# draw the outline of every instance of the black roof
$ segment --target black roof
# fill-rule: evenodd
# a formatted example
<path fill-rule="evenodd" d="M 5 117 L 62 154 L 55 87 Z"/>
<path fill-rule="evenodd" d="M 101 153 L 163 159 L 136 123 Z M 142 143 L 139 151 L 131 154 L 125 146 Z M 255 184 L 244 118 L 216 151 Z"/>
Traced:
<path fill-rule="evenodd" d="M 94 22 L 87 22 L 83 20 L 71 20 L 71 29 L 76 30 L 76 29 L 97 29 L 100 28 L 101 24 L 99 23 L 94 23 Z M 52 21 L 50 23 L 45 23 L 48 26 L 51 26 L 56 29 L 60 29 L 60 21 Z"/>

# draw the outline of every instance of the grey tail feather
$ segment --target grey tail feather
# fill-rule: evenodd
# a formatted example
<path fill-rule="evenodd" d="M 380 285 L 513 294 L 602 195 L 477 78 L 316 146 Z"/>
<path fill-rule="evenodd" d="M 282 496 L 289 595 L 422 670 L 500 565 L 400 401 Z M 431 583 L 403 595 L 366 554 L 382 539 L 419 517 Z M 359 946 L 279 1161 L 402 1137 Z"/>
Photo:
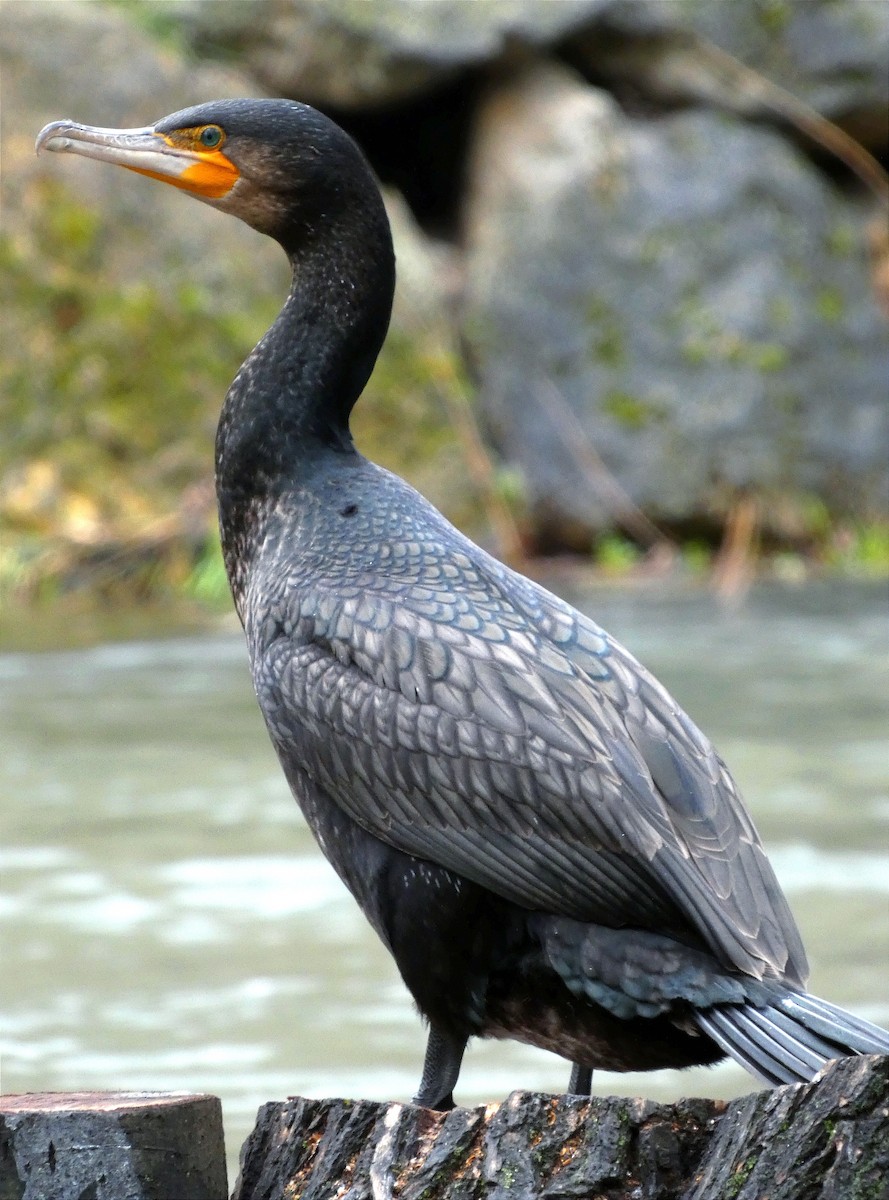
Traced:
<path fill-rule="evenodd" d="M 721 1004 L 695 1014 L 701 1029 L 765 1083 L 805 1083 L 832 1058 L 889 1054 L 889 1033 L 806 992 L 772 1003 Z"/>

### To do
Take from the material every line that holds "segment".

### Worked solution
$ segment --target black roof
$ segment --target grey tail feather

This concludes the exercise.